*Required action*. In the entries that follow, find every line containing "airplane" and copy it.

(Collected data entries)

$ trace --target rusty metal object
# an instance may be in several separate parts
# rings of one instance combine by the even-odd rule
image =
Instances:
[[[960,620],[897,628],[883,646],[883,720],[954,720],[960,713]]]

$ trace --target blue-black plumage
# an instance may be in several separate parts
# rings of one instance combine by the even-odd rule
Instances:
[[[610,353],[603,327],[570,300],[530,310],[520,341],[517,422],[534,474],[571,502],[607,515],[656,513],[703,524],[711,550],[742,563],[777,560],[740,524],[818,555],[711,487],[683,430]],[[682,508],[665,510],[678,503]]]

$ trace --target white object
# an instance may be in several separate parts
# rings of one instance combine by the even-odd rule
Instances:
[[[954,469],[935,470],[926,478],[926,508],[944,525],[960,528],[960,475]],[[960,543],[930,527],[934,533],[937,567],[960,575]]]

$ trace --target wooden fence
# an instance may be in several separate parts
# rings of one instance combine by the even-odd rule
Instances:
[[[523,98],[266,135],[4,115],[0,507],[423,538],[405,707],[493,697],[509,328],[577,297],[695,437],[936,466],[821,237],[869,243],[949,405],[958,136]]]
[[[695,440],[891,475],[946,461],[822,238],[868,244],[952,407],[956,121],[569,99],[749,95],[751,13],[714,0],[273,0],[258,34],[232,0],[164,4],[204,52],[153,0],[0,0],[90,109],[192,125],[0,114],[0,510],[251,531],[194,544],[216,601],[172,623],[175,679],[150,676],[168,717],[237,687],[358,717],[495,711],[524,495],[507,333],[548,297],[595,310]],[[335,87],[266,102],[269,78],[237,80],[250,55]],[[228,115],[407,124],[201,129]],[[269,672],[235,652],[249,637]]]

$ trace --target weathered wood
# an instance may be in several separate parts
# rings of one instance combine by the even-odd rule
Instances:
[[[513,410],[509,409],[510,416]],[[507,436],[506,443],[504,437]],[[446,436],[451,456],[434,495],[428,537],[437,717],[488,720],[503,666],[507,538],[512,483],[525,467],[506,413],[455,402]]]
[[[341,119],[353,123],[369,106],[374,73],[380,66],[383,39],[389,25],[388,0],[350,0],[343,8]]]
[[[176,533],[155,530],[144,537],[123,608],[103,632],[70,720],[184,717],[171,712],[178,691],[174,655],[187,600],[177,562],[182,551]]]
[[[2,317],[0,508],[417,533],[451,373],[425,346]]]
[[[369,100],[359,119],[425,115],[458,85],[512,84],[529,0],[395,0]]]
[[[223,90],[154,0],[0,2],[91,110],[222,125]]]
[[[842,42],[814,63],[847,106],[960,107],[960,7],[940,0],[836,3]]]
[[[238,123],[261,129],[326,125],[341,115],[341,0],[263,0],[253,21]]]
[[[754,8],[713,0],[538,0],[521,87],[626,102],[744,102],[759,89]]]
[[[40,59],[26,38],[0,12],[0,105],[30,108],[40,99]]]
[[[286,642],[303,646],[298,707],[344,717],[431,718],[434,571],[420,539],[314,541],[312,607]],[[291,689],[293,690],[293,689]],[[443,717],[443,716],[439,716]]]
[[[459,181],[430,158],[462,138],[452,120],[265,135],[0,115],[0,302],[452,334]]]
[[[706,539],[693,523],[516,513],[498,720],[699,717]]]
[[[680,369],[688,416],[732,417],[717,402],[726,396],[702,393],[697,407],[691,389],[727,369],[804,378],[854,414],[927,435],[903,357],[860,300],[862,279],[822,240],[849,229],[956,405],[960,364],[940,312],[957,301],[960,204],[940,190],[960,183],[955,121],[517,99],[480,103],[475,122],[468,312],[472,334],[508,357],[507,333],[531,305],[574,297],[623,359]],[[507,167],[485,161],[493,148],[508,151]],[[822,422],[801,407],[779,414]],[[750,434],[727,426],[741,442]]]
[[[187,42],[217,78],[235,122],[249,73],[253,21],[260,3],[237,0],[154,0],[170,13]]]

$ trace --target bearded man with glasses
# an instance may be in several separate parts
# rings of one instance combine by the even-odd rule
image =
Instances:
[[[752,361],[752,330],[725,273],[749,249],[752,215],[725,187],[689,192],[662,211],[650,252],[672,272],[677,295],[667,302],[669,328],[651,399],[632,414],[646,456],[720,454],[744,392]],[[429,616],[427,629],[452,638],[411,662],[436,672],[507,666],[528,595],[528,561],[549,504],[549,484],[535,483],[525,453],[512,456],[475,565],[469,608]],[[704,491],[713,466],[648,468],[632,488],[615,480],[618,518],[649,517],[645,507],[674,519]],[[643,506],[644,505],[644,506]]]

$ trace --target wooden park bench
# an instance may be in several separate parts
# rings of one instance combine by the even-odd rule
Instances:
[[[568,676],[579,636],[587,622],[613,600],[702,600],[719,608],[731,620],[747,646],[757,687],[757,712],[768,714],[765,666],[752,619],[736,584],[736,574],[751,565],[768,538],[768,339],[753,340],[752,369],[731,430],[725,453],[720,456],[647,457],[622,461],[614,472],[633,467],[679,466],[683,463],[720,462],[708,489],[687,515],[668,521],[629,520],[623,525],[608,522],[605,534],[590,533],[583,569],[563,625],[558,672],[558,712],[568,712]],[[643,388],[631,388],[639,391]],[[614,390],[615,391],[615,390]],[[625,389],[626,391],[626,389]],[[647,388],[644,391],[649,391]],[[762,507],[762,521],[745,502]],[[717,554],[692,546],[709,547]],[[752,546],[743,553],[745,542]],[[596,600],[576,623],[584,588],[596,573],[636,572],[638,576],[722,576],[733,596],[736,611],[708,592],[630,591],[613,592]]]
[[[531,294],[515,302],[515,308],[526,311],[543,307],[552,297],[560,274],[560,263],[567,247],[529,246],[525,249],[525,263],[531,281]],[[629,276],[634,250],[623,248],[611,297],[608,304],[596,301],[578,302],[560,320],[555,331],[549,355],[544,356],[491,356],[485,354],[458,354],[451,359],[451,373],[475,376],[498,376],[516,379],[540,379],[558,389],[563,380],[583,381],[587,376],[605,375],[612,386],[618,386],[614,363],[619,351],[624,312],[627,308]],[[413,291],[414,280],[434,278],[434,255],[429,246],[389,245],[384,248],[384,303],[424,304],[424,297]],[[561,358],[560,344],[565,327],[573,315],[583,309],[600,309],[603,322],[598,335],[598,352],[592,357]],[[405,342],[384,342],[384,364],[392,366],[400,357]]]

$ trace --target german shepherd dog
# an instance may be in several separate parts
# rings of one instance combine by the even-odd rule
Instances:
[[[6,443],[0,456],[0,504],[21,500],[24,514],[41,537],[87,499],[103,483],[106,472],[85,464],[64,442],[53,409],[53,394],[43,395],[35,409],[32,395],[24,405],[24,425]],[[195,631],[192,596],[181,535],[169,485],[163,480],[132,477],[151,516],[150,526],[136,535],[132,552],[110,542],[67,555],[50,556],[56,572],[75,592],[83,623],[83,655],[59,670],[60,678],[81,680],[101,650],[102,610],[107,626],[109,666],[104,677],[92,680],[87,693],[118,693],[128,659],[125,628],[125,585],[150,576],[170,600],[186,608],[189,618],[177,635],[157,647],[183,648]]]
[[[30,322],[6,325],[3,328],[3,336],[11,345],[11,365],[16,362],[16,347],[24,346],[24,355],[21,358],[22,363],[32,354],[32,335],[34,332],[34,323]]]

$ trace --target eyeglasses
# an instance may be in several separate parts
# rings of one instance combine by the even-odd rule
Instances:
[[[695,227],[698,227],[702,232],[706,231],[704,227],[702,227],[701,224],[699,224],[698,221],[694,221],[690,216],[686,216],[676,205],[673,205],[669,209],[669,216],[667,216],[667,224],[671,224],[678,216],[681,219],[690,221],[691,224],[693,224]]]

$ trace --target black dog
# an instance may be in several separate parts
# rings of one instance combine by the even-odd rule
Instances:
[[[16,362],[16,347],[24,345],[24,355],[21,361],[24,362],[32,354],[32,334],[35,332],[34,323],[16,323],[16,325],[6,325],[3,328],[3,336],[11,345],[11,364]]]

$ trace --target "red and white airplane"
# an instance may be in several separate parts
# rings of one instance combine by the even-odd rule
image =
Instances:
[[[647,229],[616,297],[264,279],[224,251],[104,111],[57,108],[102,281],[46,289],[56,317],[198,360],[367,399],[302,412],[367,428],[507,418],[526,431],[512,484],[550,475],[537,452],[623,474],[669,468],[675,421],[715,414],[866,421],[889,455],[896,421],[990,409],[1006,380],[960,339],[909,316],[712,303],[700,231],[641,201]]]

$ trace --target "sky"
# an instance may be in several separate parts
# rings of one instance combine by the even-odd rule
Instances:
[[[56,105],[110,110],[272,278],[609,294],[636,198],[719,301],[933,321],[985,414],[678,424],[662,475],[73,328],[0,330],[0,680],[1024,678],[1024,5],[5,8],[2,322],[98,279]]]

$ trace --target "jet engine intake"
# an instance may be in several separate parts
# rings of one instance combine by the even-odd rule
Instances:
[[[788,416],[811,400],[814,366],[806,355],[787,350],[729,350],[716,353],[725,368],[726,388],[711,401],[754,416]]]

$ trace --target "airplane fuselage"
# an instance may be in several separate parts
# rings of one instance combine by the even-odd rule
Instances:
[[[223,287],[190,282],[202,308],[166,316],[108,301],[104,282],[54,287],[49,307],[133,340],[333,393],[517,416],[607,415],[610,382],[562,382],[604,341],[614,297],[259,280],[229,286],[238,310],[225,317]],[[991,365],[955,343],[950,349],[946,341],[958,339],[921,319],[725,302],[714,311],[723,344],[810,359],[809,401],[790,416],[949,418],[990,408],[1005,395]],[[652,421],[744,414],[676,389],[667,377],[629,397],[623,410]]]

*The answer*.
$ trace --target "red and white airplane"
$ trace --target "airplane fuselage"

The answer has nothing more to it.